Texte:
+ + + +

Fêlures hexagonales à l’aune du Brexit

Les Britanniques sont encore sous le choc du Brexit. Ce plongeon dans l’inconnu à la suite du référendum du 23 juin 2016 les préoccupe énormément. Ils ne parlent que de ça et sont donc plutôt tournés sur eux-mêmes. La majorité n’a qu’une vague idée du déroulement de l’élection présidentielle en France. Mais la classe dirigeante est interpellée au plus haut point. En effet, la France est un pays qui a du poids dans l’Union européenne. Le candidat qui sortira vainqueur des urnes aura une influence sur la manière dont le Royaume-Uni va sortir de l’Europe. Un gouvernement de droite sera-t-il plus favorable à un «soft» Brexit qu’un gouvernement de gauche ? On sait déjà que François Hollande s’est plutôt rangé du côté d’Angela Merkel, la chancelière allemande qui, elle, penche pour un «harsh» Brexit afin d’arrêter net toute contagion au sein de l’UE. Quel sera le prix de la séparation ?

Les Britanniques savent aujourd’hui qu’en politique, tout peut arriver. Jusqu’au dernier moment, les sondages prévoyaient le maintien du Royaume-Uni dans l’Europe. Beaucoup de mécontents disent que la campagne a été étayée de mensonges et d’informations erronées comme le bus qui a circulé dans tout le pays avec cette prétendue promesse que si le pays quittait la communauté européenne, des centaines de millions de livres sterling allaient être reversées dans le système de santé public, le National Health Service, qui connaît une crise financière énorme. Mais on a découvert après le référendum que cette affirmation n’avait aucun fondement. Ils ajoutent que le résultat du référendum s’est joué à coup de slogans. Et il faut bien l’avouer, celui des «Brexiters» était bien trouvé : Independence Day. Reprendre sa liberté ! S’envoler du nid et saisir son destin. Un autre fait a influencé la décision du peuple britannique. La reine Elizabeth II d’Angleterre a fêté ses 60 ans de règne en grande pompe. Le jubilé de diamant s’est étalé sur plusieurs jours et a insufflé dans le royaume une bonne dose de nationalisme.

+ + + +

(Entrées d'annotation par coordonnées)
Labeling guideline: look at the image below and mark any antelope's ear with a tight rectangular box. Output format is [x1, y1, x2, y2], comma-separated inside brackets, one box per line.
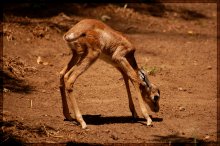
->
[138, 68, 151, 87]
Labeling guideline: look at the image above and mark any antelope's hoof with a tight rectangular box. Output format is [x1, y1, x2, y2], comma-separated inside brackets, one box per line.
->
[147, 118, 152, 126]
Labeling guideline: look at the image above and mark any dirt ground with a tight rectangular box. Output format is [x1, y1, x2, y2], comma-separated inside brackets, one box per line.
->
[1, 3, 217, 144]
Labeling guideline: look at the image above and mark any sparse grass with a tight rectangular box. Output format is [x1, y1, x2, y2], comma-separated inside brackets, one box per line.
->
[143, 66, 161, 76]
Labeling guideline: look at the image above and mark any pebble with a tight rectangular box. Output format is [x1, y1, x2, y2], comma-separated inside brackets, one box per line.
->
[207, 66, 212, 70]
[205, 135, 210, 140]
[110, 133, 118, 140]
[178, 87, 186, 91]
[179, 106, 186, 111]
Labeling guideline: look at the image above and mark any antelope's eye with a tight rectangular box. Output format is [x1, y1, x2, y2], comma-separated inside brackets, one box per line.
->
[154, 95, 160, 101]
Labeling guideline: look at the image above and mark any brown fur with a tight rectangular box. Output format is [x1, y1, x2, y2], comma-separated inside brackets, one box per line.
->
[60, 19, 159, 128]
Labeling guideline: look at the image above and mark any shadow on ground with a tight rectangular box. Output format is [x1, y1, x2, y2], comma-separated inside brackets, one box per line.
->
[154, 134, 217, 146]
[80, 115, 163, 125]
[0, 70, 33, 93]
[4, 3, 208, 20]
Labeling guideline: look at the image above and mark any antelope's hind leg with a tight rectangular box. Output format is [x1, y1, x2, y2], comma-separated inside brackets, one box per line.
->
[65, 51, 99, 129]
[113, 47, 152, 125]
[60, 54, 79, 121]
[118, 68, 138, 120]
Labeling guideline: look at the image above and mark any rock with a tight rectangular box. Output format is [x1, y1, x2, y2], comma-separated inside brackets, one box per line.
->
[204, 135, 210, 140]
[178, 87, 187, 91]
[110, 133, 118, 140]
[179, 106, 186, 111]
[101, 15, 111, 22]
[207, 65, 212, 70]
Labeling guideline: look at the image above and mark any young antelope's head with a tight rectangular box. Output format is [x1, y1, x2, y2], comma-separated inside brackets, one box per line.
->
[138, 69, 160, 112]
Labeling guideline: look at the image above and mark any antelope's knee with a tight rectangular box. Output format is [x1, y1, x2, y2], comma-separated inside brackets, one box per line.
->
[65, 81, 73, 92]
[59, 71, 64, 79]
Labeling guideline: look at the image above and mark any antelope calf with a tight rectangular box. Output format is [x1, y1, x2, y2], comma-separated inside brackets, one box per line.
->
[60, 19, 160, 129]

+ + + +

Consignes:
(a) Recopiez le passage du texte sur le Brexit qui commence par « Les Britanniques sont » et se poursuit jusqu'à « la séparation ? ».
(b) D'après le texte sur le Brexit, quel était le slogan des « Brexiters » ?

Réponses:
(a)
Les Britanniques sont encore sous le choc du Brexit. Ce plongeon dans l’inconnu à la suite du référendum du 23 juin 2016 les préoccupe énormément. Ils ne parlent que de ça et sont donc plutôt tournés sur eux-mêmes. La majorité n’a qu’une vague idée du déroulement de l’élection présidentielle en France. Mais la classe dirigeante est interpellée au plus haut point. En effet, la France est un pays qui a du poids dans l’Union européenne. Le candidat qui sortira vainqueur des urnes aura une influence sur la manière dont le Royaume-Uni va sortir de l’Europe. Un gouvernement de droite sera-t-il plus favorable à un «soft» Brexit qu’un gouvernement de gauche ? On sait déjà que François Hollande s’est plutôt rangé du côté d’Angela Merkel, la chancelière allemande qui, elle, penche pour un «harsh» Brexit afin d’arrêter net toute contagion au sein de l’UE. Quel sera le prix de la séparation ?

(b) Leur slogan était « Independence Day ».